| WHAT YOU ARE ASKED TO DO |
Could you reproduce only the part of the material that opens with the line containing "of the hillside." and closes with the line containing "291, 89, 354, 118", switching "wooden" to "timber" and leaving everything else unchanged?

**** SUPPLIED ENTRIES ****

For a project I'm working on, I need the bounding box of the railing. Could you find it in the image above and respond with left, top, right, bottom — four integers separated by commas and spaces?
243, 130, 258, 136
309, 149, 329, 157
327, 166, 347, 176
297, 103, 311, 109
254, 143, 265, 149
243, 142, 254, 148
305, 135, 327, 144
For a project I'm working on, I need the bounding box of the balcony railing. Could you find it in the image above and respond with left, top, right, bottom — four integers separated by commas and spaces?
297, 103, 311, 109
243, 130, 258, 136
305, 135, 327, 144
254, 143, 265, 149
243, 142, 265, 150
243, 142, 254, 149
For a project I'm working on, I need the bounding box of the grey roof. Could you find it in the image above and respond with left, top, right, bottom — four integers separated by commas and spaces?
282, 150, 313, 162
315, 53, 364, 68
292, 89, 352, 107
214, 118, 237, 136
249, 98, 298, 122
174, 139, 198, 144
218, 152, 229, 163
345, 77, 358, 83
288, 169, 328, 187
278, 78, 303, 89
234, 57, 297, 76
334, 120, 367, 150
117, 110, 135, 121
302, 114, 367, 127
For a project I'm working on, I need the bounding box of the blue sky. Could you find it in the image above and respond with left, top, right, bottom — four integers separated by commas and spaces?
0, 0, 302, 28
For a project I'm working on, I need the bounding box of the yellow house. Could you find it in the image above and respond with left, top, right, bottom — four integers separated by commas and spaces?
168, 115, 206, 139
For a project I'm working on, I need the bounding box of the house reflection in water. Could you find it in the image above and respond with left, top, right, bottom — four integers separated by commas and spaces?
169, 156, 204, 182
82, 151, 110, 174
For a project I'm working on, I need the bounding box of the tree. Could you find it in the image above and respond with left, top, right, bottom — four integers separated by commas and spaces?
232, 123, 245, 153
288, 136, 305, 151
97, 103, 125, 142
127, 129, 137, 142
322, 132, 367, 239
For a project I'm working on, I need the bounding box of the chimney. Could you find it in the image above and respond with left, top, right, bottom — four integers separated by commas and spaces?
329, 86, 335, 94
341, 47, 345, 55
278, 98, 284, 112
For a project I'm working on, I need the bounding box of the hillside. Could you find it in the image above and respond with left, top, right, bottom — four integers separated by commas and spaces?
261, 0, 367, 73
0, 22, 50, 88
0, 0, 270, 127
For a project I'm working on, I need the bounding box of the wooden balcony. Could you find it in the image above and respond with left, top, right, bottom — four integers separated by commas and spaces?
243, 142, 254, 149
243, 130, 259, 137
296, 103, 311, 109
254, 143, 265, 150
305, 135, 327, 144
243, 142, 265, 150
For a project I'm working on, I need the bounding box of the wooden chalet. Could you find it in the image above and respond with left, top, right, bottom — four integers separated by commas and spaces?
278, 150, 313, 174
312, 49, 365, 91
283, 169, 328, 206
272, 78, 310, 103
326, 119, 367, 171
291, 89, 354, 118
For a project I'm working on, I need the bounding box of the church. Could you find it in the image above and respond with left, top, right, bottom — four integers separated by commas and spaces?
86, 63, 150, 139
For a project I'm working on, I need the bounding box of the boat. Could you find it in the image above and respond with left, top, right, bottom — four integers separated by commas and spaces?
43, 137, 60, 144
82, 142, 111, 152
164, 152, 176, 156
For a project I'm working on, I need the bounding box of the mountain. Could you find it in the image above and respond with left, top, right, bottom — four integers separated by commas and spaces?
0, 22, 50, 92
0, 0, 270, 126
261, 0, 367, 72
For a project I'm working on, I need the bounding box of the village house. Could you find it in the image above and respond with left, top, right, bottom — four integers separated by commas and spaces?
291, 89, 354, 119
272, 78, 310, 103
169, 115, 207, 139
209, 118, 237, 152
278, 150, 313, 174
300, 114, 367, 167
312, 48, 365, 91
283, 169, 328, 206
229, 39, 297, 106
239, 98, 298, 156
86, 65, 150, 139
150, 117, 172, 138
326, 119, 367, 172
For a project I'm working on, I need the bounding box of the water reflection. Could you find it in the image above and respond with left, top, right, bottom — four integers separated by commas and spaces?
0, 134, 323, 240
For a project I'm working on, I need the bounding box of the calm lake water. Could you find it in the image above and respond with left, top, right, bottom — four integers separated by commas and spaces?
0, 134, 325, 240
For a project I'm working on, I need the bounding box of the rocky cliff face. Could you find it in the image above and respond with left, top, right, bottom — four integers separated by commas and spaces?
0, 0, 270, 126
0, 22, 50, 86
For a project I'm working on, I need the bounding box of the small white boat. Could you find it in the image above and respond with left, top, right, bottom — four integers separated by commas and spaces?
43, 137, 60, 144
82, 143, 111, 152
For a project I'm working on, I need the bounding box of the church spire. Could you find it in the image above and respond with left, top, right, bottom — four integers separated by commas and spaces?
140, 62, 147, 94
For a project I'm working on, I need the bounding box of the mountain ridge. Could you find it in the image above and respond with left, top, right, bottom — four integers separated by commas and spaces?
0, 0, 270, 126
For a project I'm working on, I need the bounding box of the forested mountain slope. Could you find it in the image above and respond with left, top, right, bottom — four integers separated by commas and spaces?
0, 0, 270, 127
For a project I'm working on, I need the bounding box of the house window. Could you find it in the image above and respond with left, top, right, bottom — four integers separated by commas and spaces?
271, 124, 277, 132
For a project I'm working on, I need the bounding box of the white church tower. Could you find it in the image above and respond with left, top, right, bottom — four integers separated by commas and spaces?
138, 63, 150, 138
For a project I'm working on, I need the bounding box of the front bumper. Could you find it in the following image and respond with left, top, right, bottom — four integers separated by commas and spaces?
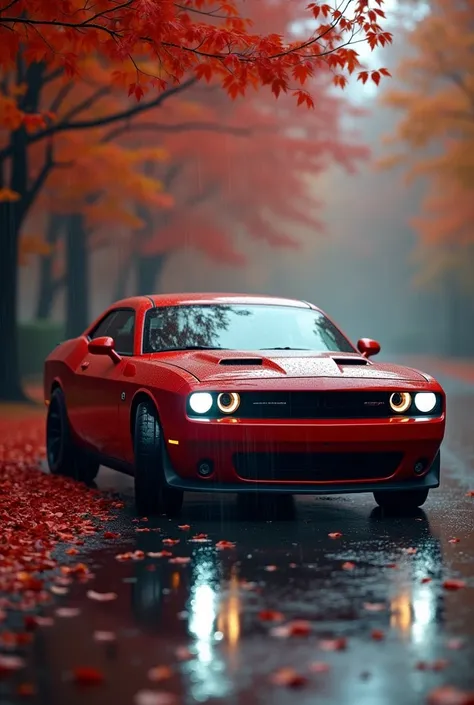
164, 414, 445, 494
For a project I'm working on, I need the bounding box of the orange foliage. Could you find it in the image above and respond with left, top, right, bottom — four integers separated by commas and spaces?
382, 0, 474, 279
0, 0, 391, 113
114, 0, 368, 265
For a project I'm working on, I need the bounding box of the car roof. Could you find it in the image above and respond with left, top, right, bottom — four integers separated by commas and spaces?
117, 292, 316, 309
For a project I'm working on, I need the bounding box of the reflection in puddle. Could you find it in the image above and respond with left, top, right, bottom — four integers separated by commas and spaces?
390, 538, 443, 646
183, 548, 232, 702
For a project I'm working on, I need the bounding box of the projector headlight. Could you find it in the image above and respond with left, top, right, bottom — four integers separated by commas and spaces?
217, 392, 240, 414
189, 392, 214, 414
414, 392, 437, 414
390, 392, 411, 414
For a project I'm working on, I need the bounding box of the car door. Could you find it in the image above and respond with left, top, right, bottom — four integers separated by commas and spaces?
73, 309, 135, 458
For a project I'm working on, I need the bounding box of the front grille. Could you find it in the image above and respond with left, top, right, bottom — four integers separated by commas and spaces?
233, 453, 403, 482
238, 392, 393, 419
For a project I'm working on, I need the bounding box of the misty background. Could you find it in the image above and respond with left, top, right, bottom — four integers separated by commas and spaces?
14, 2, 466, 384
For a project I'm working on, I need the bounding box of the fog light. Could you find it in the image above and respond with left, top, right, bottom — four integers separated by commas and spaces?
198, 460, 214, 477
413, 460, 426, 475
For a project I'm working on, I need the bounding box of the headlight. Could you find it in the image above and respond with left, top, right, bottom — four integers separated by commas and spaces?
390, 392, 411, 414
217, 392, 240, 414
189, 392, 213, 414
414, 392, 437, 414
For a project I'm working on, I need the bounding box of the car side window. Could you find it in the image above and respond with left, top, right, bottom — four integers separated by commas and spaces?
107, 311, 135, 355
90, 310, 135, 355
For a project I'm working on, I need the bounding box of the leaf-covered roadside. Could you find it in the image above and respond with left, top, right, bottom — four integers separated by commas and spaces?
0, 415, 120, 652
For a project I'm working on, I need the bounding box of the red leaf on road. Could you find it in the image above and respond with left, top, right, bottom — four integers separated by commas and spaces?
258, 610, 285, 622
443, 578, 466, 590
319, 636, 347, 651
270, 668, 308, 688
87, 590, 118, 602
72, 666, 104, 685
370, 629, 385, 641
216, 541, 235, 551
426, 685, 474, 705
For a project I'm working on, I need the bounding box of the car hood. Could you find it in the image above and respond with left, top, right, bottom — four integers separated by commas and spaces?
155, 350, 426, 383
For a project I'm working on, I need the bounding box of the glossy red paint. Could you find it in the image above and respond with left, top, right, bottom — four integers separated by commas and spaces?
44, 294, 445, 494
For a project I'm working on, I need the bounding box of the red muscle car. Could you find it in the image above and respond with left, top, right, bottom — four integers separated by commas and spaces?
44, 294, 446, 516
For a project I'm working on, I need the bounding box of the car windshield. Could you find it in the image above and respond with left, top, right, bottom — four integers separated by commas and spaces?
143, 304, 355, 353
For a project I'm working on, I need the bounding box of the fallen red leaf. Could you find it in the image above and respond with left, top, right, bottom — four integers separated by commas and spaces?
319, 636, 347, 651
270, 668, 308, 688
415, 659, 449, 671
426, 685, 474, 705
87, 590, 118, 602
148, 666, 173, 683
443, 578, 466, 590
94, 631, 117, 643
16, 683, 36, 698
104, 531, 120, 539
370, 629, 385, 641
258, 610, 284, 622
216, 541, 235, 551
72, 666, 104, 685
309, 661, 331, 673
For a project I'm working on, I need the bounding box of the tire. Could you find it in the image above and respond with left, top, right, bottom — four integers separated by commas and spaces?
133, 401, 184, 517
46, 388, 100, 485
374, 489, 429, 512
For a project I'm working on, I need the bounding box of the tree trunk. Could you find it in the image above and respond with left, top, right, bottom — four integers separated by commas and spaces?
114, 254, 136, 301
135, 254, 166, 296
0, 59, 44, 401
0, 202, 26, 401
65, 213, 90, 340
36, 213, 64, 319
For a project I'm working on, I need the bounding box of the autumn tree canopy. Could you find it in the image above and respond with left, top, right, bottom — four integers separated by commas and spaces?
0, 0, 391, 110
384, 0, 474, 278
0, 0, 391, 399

****
**** SUPPLIED ENTRIES ****

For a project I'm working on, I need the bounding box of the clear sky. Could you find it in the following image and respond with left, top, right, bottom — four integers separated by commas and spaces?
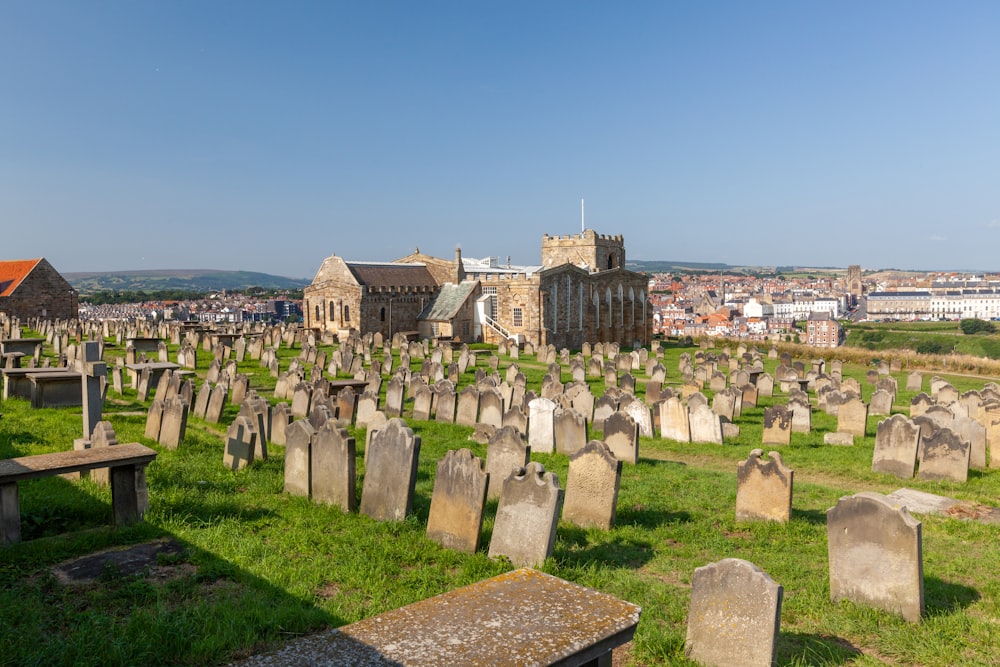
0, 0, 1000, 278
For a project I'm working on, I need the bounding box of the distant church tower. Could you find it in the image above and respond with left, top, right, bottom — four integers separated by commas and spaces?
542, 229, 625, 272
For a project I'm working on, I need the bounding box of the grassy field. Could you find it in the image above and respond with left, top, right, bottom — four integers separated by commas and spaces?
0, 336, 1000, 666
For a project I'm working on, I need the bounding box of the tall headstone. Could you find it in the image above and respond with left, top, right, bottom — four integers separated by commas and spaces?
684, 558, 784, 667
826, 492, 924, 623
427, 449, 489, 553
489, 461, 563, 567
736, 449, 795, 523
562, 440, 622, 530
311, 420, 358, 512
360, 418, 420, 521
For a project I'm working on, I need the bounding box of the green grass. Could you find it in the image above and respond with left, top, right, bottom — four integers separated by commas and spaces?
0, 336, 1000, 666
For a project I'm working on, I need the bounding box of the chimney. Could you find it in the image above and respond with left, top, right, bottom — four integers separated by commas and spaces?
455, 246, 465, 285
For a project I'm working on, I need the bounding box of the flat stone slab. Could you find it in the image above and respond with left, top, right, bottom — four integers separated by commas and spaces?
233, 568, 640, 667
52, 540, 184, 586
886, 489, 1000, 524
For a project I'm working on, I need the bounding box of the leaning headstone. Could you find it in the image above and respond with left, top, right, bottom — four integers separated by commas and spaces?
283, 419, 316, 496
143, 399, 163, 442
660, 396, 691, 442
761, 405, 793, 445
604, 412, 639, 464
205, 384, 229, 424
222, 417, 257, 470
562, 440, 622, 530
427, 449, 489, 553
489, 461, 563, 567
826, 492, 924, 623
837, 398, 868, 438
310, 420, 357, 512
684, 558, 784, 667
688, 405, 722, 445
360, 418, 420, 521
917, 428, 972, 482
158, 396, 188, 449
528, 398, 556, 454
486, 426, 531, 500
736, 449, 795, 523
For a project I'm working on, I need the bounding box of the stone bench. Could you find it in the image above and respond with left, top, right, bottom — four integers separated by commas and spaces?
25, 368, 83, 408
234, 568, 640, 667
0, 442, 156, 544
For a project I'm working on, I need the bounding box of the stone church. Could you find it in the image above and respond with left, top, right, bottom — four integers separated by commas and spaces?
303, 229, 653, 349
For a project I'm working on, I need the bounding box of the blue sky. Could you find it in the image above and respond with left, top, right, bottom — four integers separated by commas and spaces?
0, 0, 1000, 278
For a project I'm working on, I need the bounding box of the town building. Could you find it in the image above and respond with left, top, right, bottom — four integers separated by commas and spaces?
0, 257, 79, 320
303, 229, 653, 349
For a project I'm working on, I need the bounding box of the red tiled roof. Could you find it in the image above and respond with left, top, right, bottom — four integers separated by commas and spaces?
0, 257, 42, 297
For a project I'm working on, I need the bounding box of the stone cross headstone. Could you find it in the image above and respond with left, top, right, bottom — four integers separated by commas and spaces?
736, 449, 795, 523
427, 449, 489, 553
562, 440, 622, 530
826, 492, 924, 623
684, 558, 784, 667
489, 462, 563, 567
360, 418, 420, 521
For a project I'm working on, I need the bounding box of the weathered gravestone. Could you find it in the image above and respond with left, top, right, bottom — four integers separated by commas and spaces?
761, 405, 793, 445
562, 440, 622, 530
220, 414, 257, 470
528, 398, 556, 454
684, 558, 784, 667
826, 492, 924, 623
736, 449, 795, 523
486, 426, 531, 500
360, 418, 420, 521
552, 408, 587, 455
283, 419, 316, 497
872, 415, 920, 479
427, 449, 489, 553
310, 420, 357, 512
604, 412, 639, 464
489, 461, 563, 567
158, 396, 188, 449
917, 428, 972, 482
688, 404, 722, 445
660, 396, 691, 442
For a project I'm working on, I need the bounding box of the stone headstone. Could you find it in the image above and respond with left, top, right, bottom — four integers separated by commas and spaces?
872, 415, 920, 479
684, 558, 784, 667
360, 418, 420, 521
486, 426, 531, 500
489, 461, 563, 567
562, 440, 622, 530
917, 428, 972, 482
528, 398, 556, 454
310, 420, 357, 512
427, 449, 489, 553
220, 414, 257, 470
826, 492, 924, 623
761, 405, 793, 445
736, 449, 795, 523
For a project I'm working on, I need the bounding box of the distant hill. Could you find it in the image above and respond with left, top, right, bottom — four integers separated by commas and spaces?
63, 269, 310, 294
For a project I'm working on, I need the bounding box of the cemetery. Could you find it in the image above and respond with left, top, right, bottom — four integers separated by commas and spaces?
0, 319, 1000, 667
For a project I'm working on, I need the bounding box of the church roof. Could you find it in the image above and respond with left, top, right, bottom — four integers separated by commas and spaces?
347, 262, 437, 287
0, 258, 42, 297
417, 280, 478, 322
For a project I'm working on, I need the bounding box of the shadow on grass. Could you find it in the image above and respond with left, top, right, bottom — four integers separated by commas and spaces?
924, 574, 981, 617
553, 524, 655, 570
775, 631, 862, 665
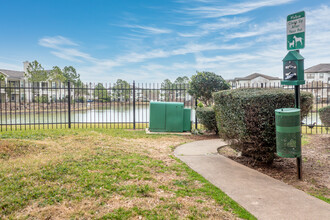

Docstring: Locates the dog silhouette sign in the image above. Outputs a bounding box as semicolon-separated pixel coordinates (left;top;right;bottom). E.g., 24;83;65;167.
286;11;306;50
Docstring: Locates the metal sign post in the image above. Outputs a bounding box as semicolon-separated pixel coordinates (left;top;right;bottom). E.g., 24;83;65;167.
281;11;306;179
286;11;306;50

****
**** SUPPLIED ENTRIES ****

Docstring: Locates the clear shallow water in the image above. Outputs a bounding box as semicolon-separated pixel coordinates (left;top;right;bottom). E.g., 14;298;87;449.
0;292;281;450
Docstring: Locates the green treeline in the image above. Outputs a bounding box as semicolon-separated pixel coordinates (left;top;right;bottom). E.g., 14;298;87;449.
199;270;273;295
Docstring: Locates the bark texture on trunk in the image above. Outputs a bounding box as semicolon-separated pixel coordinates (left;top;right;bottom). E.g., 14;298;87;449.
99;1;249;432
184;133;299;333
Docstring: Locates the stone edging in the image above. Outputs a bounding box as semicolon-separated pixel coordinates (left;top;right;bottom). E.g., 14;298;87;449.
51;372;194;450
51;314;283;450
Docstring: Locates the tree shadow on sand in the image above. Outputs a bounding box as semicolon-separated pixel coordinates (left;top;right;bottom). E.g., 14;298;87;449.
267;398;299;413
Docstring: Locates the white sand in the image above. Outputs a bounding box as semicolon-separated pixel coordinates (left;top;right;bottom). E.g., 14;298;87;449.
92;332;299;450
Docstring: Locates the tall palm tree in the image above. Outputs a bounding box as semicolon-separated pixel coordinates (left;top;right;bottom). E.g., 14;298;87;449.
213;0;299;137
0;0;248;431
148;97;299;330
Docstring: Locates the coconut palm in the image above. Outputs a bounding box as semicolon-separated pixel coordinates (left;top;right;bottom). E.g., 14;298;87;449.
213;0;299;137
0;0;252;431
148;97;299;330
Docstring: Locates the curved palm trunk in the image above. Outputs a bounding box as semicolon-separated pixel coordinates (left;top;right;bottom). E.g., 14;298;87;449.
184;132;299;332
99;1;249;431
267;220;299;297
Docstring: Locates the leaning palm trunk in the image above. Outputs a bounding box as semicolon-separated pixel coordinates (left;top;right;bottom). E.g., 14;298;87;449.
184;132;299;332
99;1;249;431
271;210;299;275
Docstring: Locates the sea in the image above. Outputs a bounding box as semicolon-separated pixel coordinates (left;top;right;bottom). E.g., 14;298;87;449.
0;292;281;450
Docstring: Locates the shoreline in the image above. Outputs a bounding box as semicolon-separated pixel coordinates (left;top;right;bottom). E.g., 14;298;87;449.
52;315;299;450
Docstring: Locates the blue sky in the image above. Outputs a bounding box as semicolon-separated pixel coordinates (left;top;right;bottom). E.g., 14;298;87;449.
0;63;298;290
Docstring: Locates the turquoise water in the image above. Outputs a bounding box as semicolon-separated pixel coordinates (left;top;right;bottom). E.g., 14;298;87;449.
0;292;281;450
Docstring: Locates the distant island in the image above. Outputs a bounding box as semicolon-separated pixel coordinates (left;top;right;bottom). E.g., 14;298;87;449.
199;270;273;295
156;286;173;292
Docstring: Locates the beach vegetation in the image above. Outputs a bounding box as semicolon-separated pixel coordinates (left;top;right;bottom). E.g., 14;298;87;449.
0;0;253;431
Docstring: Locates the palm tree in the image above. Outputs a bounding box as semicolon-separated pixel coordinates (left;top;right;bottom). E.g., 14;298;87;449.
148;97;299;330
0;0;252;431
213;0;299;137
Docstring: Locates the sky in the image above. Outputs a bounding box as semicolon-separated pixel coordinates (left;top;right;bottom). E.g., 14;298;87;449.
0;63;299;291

****

| SOLUTION FOR THIS EXERCISE |
For a project I'm working on, I need the bounding box of the hillside. Could you find it in the image above and respond with left, top, right, bottom — four integers separated by commas and spaces?
261, 0, 367, 73
0, 22, 50, 88
0, 0, 270, 127
For a project I'm working on, I need the bounding box of the timber balcony. Could you find it in the image above and respond with left, top, right, bottom — four integers separated by commas and spaces?
243, 142, 254, 149
243, 130, 259, 137
296, 103, 311, 109
254, 143, 265, 150
305, 135, 327, 144
243, 142, 265, 150
For a project I'm working on, I need the bounding box of the timber chalet. Could you find it in the image above and respond with left, top, right, bottom — four integers separated by commas and spaces?
278, 150, 313, 174
312, 49, 365, 91
283, 169, 328, 206
272, 78, 310, 103
326, 119, 367, 171
291, 89, 354, 118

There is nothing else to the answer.